LESETEXT:
━━━━━━━━━━━━━━━━

Verschiedene Staaten haben natürlich verschiedene Bedürfnisse bezüglich der industriellen Entwicklung. Wenig entwickelte Staaten, falls sie eine schnelle Entwicklung wollen, sollten die Industrie und den Agrarsektor ausbauen. Bereits gut industrialisierten Länder müssen wiederum ihre Industrie wetterfester machen und neue Technologien
einsetzen. Und die entwickelten Länder versuchen jetzt, nachdem die Finanzkrise langsam überwunden wird, eine Re-Industrialisierung. Unsere Organisation kann bei all diesen Problemstellungen Hilfe leisten und den Ländern Unterstützung zuteil werden lassen.
Gibt es international überhaupt noch Platz für die Unido? Man könnte sagen, dass in den vergangenen Jahren einzelne Länder, speziell Ihre Nation, die Industrialisierung speziell in afrikanischen Ländern vorangetrieben hat, indem China dort Fabriken gebaut und Ackerland gekauft hat. Wenn Sie Unido und China vergleichen bezüglich der Entwicklung des sogenannten "Globalen Südens", wo sind da die Unterschiede?

━━━━━━━━━━━━━━━━

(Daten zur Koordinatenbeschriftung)
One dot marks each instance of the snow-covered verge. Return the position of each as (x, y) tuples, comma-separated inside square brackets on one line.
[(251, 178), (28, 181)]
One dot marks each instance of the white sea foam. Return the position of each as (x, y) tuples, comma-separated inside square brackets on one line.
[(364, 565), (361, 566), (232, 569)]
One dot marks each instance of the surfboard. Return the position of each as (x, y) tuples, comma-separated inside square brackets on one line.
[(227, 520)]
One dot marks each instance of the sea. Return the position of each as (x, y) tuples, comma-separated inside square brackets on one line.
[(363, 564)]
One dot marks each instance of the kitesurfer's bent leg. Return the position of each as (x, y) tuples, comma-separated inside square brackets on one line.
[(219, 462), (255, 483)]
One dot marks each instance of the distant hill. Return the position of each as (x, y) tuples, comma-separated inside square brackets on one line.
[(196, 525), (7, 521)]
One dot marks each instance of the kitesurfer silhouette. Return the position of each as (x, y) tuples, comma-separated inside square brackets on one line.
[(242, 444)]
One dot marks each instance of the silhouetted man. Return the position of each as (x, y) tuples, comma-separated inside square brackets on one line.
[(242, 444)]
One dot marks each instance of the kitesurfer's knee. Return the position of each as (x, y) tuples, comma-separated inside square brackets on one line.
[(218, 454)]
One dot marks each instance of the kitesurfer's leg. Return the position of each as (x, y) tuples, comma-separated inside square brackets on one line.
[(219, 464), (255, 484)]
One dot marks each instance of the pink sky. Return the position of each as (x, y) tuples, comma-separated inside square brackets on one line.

━━━━━━━━━━━━━━━━

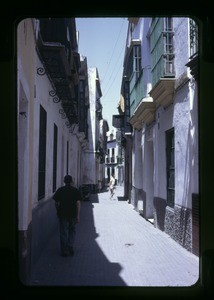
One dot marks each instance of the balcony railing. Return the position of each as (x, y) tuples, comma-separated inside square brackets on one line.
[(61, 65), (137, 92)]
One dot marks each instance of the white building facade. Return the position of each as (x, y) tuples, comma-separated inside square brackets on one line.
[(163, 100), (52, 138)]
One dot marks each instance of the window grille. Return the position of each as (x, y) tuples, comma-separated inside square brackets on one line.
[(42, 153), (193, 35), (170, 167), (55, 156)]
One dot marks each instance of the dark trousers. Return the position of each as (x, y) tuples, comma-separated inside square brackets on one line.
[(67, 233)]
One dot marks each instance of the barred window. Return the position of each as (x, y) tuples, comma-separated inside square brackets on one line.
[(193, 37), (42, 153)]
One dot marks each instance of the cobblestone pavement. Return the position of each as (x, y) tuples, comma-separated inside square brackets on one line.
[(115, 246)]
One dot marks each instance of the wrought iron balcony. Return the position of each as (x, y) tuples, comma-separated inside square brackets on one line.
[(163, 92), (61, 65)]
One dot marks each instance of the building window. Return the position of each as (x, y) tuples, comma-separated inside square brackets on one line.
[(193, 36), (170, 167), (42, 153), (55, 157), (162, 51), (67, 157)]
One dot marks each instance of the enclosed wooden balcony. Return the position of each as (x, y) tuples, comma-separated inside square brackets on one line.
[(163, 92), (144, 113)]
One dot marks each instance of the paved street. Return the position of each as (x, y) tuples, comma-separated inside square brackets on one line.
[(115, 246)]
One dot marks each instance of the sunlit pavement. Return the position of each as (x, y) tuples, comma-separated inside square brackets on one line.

━━━━━━━━━━━━━━━━

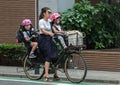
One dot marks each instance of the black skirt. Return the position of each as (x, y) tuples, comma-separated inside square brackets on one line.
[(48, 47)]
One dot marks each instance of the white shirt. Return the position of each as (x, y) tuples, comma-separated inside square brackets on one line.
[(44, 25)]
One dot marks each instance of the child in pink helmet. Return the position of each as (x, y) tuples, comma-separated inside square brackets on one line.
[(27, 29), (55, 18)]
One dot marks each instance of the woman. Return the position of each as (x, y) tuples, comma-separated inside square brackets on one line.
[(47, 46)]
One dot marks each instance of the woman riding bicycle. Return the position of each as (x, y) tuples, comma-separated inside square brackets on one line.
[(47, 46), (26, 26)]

━━━━━━━━━━━━━━━━

AUFGABE: Können Sie den Text über die Unido und die industrielle Entwicklung vollständig und wortgetreu wiederholen? Die Datensätze sind eigenständiges Material.

ANTWORT:
Verschiedene Staaten haben natürlich verschiedene Bedürfnisse bezüglich der industriellen Entwicklung. Wenig entwickelte Staaten, falls sie eine schnelle Entwicklung wollen, sollten die Industrie und den Agrarsektor ausbauen. Bereits gut industrialisierten Länder müssen wiederum ihre Industrie wetterfester machen und neue Technologien
einsetzen. Und die entwickelten Länder versuchen jetzt, nachdem die Finanzkrise langsam überwunden wird, eine Re-Industrialisierung. Unsere Organisation kann bei all diesen Problemstellungen Hilfe leisten und den Ländern Unterstützung zuteil werden lassen.
Gibt es international überhaupt noch Platz für die Unido? Man könnte sagen, dass in den vergangenen Jahren einzelne Länder, speziell Ihre Nation, die Industrialisierung speziell in afrikanischen Ländern vorangetrieben hat, indem China dort Fabriken gebaut und Ackerland gekauft hat. Wenn Sie Unido und China vergleichen bezüglich der Entwicklung des sogenannten "Globalen Südens", wo sind da die Unterschiede?